A dash of colour on a dull day
by wicklore 22 Dec 2014
Not being able to be at Newgrange (having never applied for a ticket in my life) I decided to celebrate the winter solstice by watching the sun rise from a Wicklow hill. I planned to welcome the sun and speak encouraging words to it and let it know that from here on in it got easier for the next 6 months until the summer solstice in 2015.

Timeanddate.com told me sunrise would be at 8:38am. I got up early and made my way to the car park between Black and Sorrel Hills in the Wicklow Mountains. A slow start meant that sunrise found me high on Sorrel Hill, and not Lugnagun as planned. At 8:38am the glorious first rays of the sun peeping over the eastern Wicklow hills were completely denied to me by a persistent and typical blanket of cloud that soaked me and prevented me seeing more than 50 feet in any direction. Instead of warm and friendly sunlight I was surrounded by a dull, grey cloud that sneaked beneath my layers and chilled me. There was no moment of sunrise – just a slight lightening of the dreary enveloping cloud. I trudged on nonetheless as I expected something interesting to happen as so often does on my forays into the hills.

§ Supplied records:
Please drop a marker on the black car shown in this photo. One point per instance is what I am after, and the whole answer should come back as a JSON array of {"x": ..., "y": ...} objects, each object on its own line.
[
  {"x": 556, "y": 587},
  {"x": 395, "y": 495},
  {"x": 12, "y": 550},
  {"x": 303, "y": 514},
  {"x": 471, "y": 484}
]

§ Problem to solve:
Reproduce the passage of the winter solstice post from "A dash of colour" to "solstice in 2015.", word for word.

§ Full answer:
A dash of colour on a dull day
by wicklore 22 Dec 2014
Not being able to be at Newgrange (having never applied for a ticket in my life) I decided to celebrate the winter solstice by watching the sun rise from a Wicklow hill. I planned to welcome the sun and speak encouraging words to it and let it know that from here on in it got easier for the next 6 months until the summer solstice in 2015.